* _Objective_
Provide an exact transcription of all the records.

Source records:
────────────────────────────────────────

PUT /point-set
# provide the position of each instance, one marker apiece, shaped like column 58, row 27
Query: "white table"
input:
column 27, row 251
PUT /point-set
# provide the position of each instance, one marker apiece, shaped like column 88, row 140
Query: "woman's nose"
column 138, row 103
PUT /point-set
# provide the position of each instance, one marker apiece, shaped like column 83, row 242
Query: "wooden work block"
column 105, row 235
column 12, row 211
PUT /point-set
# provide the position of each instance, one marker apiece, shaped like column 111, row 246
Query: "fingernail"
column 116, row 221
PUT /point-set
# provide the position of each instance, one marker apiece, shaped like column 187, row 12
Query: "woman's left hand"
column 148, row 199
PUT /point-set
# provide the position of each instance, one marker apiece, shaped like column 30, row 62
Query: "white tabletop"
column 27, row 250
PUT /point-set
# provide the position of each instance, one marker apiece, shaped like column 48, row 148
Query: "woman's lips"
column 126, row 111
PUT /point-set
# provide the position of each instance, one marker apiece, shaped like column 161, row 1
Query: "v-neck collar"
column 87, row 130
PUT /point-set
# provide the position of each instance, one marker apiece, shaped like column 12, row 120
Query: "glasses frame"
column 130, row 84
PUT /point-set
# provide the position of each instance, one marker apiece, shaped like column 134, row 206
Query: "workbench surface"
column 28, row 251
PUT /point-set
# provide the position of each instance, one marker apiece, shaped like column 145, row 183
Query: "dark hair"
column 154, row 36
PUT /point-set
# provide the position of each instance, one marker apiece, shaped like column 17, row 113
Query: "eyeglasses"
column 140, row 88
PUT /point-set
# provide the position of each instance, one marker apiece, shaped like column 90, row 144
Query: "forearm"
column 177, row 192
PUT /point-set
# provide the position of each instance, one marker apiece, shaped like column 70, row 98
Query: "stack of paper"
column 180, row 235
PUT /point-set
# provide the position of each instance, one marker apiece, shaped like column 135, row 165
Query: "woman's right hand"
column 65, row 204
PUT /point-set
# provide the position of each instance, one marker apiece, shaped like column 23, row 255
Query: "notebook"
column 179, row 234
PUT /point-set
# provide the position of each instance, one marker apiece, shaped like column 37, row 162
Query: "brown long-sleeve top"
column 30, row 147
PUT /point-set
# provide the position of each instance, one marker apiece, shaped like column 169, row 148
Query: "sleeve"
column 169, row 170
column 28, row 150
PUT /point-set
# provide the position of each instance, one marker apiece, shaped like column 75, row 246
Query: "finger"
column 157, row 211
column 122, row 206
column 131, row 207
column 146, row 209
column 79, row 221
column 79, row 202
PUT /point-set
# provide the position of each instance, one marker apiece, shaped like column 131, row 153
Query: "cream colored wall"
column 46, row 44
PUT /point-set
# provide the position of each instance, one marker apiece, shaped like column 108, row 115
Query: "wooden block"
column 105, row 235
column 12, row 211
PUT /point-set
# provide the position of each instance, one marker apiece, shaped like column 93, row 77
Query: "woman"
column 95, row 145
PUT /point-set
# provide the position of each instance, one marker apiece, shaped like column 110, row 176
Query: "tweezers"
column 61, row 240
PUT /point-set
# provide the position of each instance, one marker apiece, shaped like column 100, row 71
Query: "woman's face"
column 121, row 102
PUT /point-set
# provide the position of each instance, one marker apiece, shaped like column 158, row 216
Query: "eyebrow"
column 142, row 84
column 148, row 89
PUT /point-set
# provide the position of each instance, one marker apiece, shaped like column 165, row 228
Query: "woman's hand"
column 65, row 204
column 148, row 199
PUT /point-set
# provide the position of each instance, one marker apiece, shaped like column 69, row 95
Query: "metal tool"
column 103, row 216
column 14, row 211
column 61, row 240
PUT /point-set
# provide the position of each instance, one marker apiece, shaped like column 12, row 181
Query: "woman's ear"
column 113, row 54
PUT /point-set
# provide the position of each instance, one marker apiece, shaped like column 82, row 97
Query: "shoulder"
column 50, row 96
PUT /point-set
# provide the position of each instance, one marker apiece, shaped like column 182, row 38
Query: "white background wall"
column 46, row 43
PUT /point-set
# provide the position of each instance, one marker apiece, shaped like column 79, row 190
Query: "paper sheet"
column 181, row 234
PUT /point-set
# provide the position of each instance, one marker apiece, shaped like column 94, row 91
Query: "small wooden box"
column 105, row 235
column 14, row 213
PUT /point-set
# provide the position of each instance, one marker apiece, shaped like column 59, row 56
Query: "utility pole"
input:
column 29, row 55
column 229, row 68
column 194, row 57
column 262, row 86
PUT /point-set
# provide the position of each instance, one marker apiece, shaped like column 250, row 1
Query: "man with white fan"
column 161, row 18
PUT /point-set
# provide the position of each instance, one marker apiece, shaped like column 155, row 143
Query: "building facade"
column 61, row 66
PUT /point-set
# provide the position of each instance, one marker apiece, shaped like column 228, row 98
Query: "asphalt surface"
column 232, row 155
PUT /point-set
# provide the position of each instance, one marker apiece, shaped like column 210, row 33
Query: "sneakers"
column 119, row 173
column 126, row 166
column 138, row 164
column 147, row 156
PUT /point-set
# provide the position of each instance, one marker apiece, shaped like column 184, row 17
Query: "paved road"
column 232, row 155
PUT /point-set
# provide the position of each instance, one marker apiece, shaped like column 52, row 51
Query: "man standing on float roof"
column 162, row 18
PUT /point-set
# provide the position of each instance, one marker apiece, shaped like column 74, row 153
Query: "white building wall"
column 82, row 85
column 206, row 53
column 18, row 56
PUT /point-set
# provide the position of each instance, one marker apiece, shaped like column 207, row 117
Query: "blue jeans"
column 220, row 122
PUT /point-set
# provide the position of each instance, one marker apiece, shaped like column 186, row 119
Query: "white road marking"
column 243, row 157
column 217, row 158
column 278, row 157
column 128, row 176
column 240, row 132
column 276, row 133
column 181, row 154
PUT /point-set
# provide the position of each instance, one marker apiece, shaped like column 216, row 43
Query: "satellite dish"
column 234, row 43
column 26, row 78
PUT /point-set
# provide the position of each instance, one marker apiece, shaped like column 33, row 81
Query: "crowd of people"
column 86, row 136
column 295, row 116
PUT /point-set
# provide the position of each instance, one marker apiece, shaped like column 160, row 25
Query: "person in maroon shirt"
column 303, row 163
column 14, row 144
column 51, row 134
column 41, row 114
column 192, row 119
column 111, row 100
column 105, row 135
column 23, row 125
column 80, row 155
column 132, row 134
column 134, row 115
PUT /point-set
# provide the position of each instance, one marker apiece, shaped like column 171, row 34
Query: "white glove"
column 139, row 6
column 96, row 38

────────────────────────────────────────

* _Answer to the task_
PUT /point-set
# provide the position of each instance, one marker apiece, shaped like column 58, row 27
Query: "white table"
input:
column 27, row 251
PUT /point-set
# provide the position of each instance, one marker apiece, shaped like column 88, row 140
Query: "woman's nose"
column 138, row 103
PUT /point-set
# provide the position of each instance, one marker apiece, shaped like column 83, row 242
Query: "wooden work block"
column 105, row 235
column 12, row 211
PUT /point-set
# provide the position of each instance, one marker apiece, shaped like column 111, row 246
Query: "fingernail"
column 116, row 221
PUT /point-set
# provide the position of each instance, one marker apiece, shaped like column 187, row 12
Query: "woman's left hand"
column 148, row 199
PUT /point-set
# provide the position of each instance, one marker apiece, shaped like column 30, row 62
Query: "white tabletop"
column 27, row 250
PUT /point-set
# provide the position of each instance, one marker apiece, shaped like column 48, row 148
Query: "woman's lips"
column 126, row 111
PUT /point-set
# provide the position of each instance, one marker apiece, shaped like column 161, row 1
Query: "v-neck collar"
column 87, row 130
PUT /point-set
# provide the position of each instance, one marker apiece, shaped like column 12, row 120
Query: "glasses frame"
column 130, row 84
PUT /point-set
# provide the position of each instance, one marker apiece, shaped like column 134, row 206
Query: "workbench surface"
column 28, row 251
PUT /point-set
# provide the position of each instance, one marker apiece, shaped like column 145, row 183
Query: "dark hair"
column 154, row 36
PUT /point-set
# provide the position of each instance, one marker apiece, shaped like column 17, row 113
Query: "eyeglasses"
column 140, row 88
PUT /point-set
# provide the position of each instance, one marker apiece, shaped like column 90, row 144
Query: "forearm"
column 177, row 192
PUT /point-set
# provide the position of each instance, one marker apiece, shaped like column 70, row 98
Query: "stack of paper"
column 180, row 235
PUT /point-set
# provide the position of each instance, one marker apiece, shaped like column 135, row 165
Query: "woman's right hand"
column 65, row 204
PUT /point-set
# provide the position of each instance, one marker apiece, shaped like column 23, row 255
Query: "notebook"
column 179, row 234
PUT /point-set
# provide the position of each instance, one marker apiece, shaped like column 37, row 162
Query: "brown long-sleeve top"
column 30, row 147
PUT /point-set
# provide the position of each instance, one marker apiece, shaped like column 169, row 148
Query: "sleeve"
column 169, row 170
column 28, row 150
PUT /point-set
# provide the position of each instance, one marker apiece, shaped like column 75, row 246
Query: "finger"
column 157, row 211
column 122, row 206
column 131, row 207
column 146, row 209
column 79, row 221
column 79, row 202
PUT /point-set
# provide the position of each instance, one marker apiece, shaped like column 131, row 153
Query: "cream colored wall"
column 46, row 44
PUT /point-set
# provide the position of each instance, one marker apiece, shaped like column 108, row 115
Query: "wooden block"
column 105, row 235
column 12, row 211
PUT /point-set
# provide the position of each instance, one marker apiece, shaped like column 93, row 77
Query: "woman"
column 95, row 145
PUT /point-set
# provide the position of each instance, one marker apiece, shaped like column 110, row 176
Query: "tweezers"
column 61, row 240
PUT /point-set
# provide the position of each instance, one marker apiece, shaped like column 100, row 71
Query: "woman's face"
column 121, row 102
PUT /point-set
# provide the position of each instance, one marker apiece, shaped like column 158, row 216
Query: "eyebrow"
column 142, row 84
column 148, row 89
PUT /point-set
# provide the position of each instance, one marker apiece, shaped like column 165, row 228
Query: "woman's hand"
column 65, row 204
column 148, row 199
PUT /point-set
# provide the position of each instance, one marker apiece, shaped like column 69, row 95
Query: "metal tool"
column 103, row 216
column 14, row 211
column 61, row 240
PUT /point-set
# provide the position of each instance, one marker apiece, shaped like column 12, row 181
Query: "woman's ear"
column 113, row 54
PUT /point-set
# provide the position of each instance, one marker apiece, shaped like column 82, row 97
Query: "shoulder"
column 50, row 96
PUT /point-set
# provide the position of each instance, one marker apiece, shaped like column 182, row 38
Query: "white background wall"
column 46, row 43
PUT /point-set
# provide the position of each instance, one marker apiece, shaped like column 79, row 190
Query: "paper sheet"
column 181, row 234
PUT /point-set
# provide the position of each instance, one marker apiece, shaped like column 94, row 91
Query: "small wooden box"
column 105, row 235
column 14, row 213
PUT /point-set
# provide the position of each instance, one marker apiece, shaped like column 59, row 56
Query: "utility pole"
input:
column 29, row 55
column 229, row 68
column 194, row 57
column 262, row 86
PUT /point-set
# provide the position of each instance, one marker apiece, shaped like column 250, row 1
Query: "man with white fan"
column 161, row 18
PUT /point-set
# provide the position of each instance, one marker apiece, shaped like column 155, row 143
Query: "building facade"
column 61, row 66
PUT /point-set
# provide the position of each instance, one marker apiece, shaped like column 228, row 98
Query: "asphalt surface"
column 232, row 155
PUT /point-set
# provide the position of each instance, one marker apiece, shaped like column 210, row 33
Query: "sneakers"
column 119, row 173
column 126, row 166
column 138, row 164
column 147, row 156
PUT /point-set
# provide the position of each instance, one marker apiece, shaped like column 184, row 17
Query: "paved road"
column 232, row 155
PUT /point-set
# provide the position of each instance, one marker apiece, shaped like column 52, row 51
Query: "man standing on float roof"
column 162, row 18
PUT /point-set
# provide the position of each instance, one marker apiece, shaped like column 74, row 153
Query: "white building wall"
column 82, row 85
column 206, row 53
column 18, row 56
PUT /point-set
# provide the position of each instance, one marker apiece, shaped like column 207, row 117
Query: "blue jeans"
column 220, row 122
PUT /point-set
# provide the position of each instance, one marker apiece, shaped like column 186, row 119
Query: "white road marking"
column 243, row 157
column 217, row 158
column 278, row 157
column 128, row 176
column 240, row 132
column 276, row 133
column 181, row 154
PUT /point-set
# provide the position of each instance, one marker apiece, shaped like column 216, row 43
Query: "satellite dish"
column 234, row 43
column 26, row 78
PUT /point-set
# provide the position of each instance, one marker apiece, shaped like column 33, row 81
Query: "crowd of people"
column 86, row 136
column 295, row 116
PUT /point-set
# provide the position of each instance, one marker apiece, shaped like column 160, row 25
Query: "person in maroon shirt"
column 303, row 163
column 14, row 144
column 51, row 134
column 41, row 114
column 192, row 119
column 111, row 100
column 105, row 135
column 23, row 125
column 80, row 155
column 132, row 134
column 134, row 115
PUT /point-set
# provide the position of each instance, one marker apiece, shaped like column 171, row 34
Query: "white glove"
column 139, row 6
column 96, row 38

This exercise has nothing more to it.